## [Estratto selezionato]
★ ★ ★ ★

AUTORITRATTO SENZA CORNICE

«Il sole è la cosa che preferisco di tutta la natura, forse perché è un elemento indispensabile alla vita, alla quale sono attaccatissima. È inoltre il sole che mette in risalto tutte le bellezze naturali illuminandole e rischiarandole. Quando il sole manca, anche i più bei paesaggi sono cupi e noiosi».

I1 profilo umano di Maria Orsola non ci manca. È una ragazza come tutte. Sogna come tutte le ragazze della sua età Innamorata del sole. Innamorata della libertà, «credo che nessun uomo abbia il diritto di togliere la libertà a un suo simile» e pertanto ammiratrice di Jan Palach di cui sente di condividere appieno il testamento: «Combattete la vostra guerra da vivi!» Palach si è suicidato «con coraggio... per il suo grande ideale»; della libertà del popolo cecoslovacco; ma per avere la libertà bisogna vincere l'egoismo: è questo che conduce alla mancanza di comprensione e di fratellanza. Un luogo comune, viene da dire. Sennonché Maria Orsola è concreta, e conclude questi pensieri con una nota personale: «Devo quindi vivere bene la mia libertà e cercare di non fraintendere quella vera da quella sbagliata; questa è schiavitù di se stessi, del proprio egoismo».

Di pari passo con la libertà cammina la felicità, raggiungibile unicamente con lo «sforzo di uscire dal proprio egoismo per rivolgersi verso gli altri».

«Personalmente sono d'accordo con Montale nell'affermare che la felicità è una cosa fragilissima. Quante volte mi è capitato di vedere svanire quella gioia che a fatica avevo conquistata, per motivi banali e futili! Ma dopo la ricercavo affannosamente con tutte le mie forze, in ogni angolo del mio animo... nell'impegno di fare le cose bene ogni momento... cercandola non nelle grandi, ma nelle piccole cose d'ogni giorno».

Dimostra un comprensibile entusiasmo anche per le imprese spaziali, ma ciò che ti sconcerta è la conclusione: «però capisco che, come gli scienziati e gli studiosi fanno nuove scoperte, io ne possa e ne debba fare nel piccolo mondo in cui vivo». Quali? Non è la sola volta che nei temi svolti al liceo scientifico Maria Orsola si blocca, reticente, su un'affermazione appena abbozzata, quasi timorosa di mettere a nudo l'anima.

D'accordo, un liceo scientifico non è un noviziato di suore. Si può esprimere l'anima in un liceo scientifico? E quando le si chiede se ha dei modelli di comportamento che l'aiutino nella ricerca di se stessa, può forse dire ciò che veramente pensa? Meglio girare al largo e affermare che «insomma, non ho una persona particolare che cerco di imitare, ma tento di conoscere e poi assimilare ciò che ci sia di positivo in tutte le persone con cui ho modo di stringere amicizia. Però, nonostante questo, ho nella mia mente un modello che vorrei seguire per essere veramente me stessa».

Stop. Non una parola di più. Buon per lei che il suo diario privato non era accessibile alla professoressa. È lì che troveremo la verità di lei.

★ ★ ★ ★

## [Record forniti]
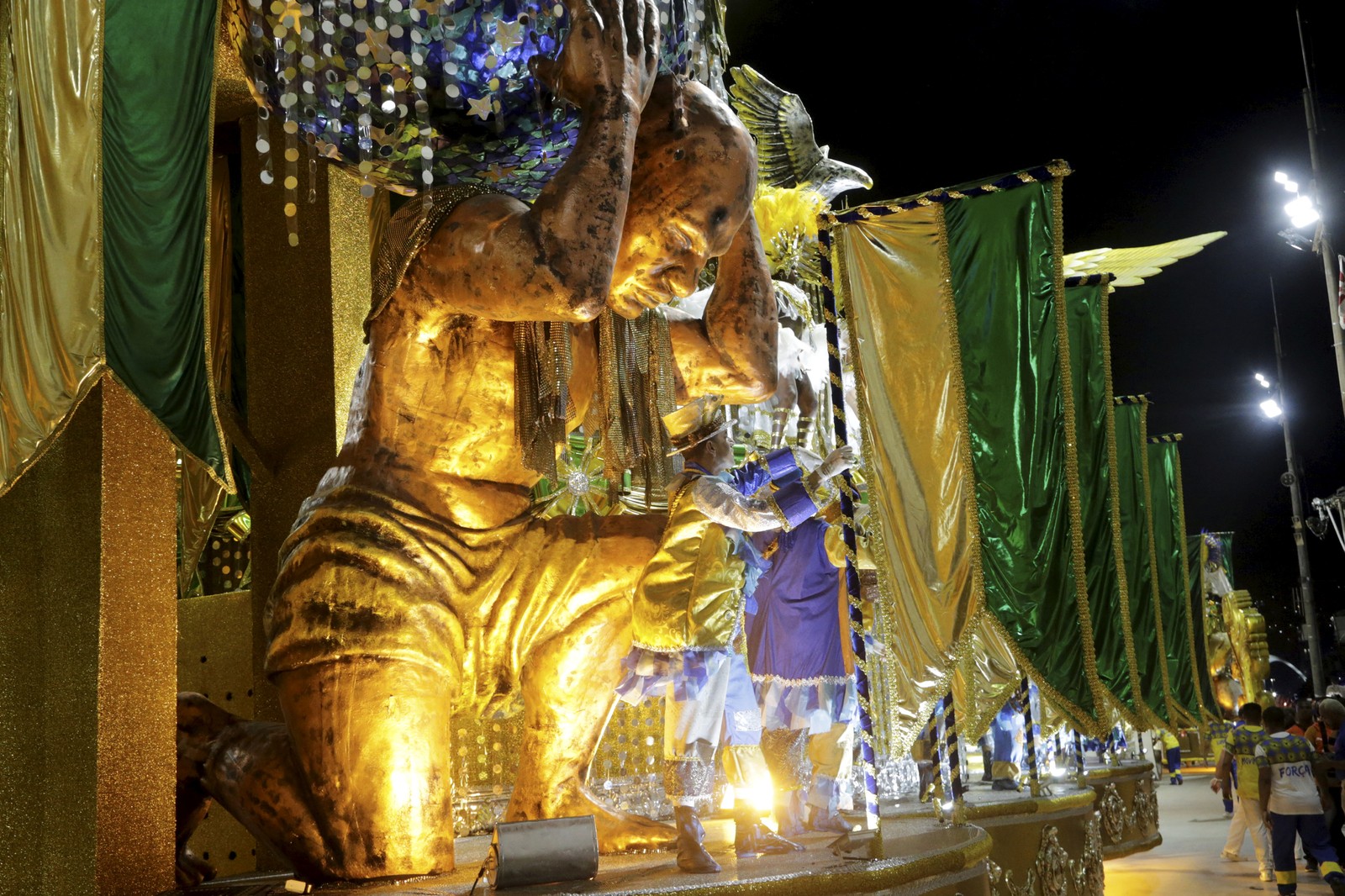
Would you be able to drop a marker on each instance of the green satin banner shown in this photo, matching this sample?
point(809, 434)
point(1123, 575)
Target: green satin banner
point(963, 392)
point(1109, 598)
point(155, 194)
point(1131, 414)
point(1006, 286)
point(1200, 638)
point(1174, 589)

★ ★ ★ ★

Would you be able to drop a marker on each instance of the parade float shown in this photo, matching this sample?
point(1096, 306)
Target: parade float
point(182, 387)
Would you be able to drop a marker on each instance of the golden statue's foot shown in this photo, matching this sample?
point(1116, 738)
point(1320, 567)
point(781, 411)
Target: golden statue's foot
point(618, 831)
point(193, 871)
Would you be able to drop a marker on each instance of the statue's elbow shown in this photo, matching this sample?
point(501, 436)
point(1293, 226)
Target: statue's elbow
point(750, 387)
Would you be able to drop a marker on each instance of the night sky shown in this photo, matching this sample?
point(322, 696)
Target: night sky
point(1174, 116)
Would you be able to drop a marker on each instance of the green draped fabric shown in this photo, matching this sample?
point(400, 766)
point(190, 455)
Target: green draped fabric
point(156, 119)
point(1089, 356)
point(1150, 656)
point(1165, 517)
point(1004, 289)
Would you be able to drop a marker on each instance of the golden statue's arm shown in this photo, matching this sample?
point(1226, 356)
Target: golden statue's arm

★ ★ ★ ★

## [Compito scritto 1]
Nel ritratto di Maria Orsola, con quale autore lei si dice d'accordo nell'affermare che la felicità è una cosa fragilissima?
## [Compito scritto 2]
Copia senza alcuna modifica, dal ritratto di Maria Orsola, tutto il testo che va da "Dimostra un comprensibile" giù fino a "a nudo l'anima.".
## [Compito scritto 3]
Prosegui il ritratto di Maria Orsola dal punto in cui il testo si ferma.

## [Risposta scritta 1]
Con Montale.

## [Risposta scritta 2]
Dimostra un comprensibile entusiasmo anche per le imprese spaziali, ma ciò che ti sconcerta è la conclusione: «però capisco che, come gli scienziati e gli studiosi fanno nuove scoperte, io ne possa e ne debba fare nel piccolo mondo in cui vivo». Quali? Non è la sola volta che nei temi svolti al liceo scientifico Maria Orsola si blocca, reticente, su un'affermazione appena abbozzata, quasi timorosa di mettere a nudo l'anima.

## [Risposta scritta 3]
Frattanto la vediamo sui campi di neve, spericolata nelle discese, sferzata dalla tagliente aria delle Alpi, eseguire a valle degli apprezzabili cristiania.

La trovi in Lussemburgo, sorridente in camicetta gialla e gonna rossa ai piedi di un elefante di pietra; la incontri all'uscita d'un museo di Parigi o d'una basilica romana. Turismo gratis, o meglio quasi gratis perché ha sgobbato sui libri per vincere i concorsi scolastici.

Ma soprattutto la senti, perché canta. Canta pizzicando con garbo e delicatamente le corde della chitarra. E canta moderno. «Grandi opere, quelle di Beethoven, Chopin e Bach dice - ma non le capisco, forse perché quel genere di musica non mi attira come quella "beat", piena di vivacità». Musica minore questa? Certamente. «In compenso però è dinamica... piena di brio come i giovani stessi». Ma non le piaceva il chiasso. «Una volta ho chiesto ad alcuni ragazzi di un complesso come mai suonavano in modo così rumoroso, e loro mi hanno risposto: "per non sentire il vuoto che abbiamo nell'anima". E forse è vero perché non avendo trovato in altre cose la soluzione alla loro infelicità, non essendo riusciti a colmare il loro vuoto, credono di poter risolvere almeno in parte i loro problemi con questo sistema».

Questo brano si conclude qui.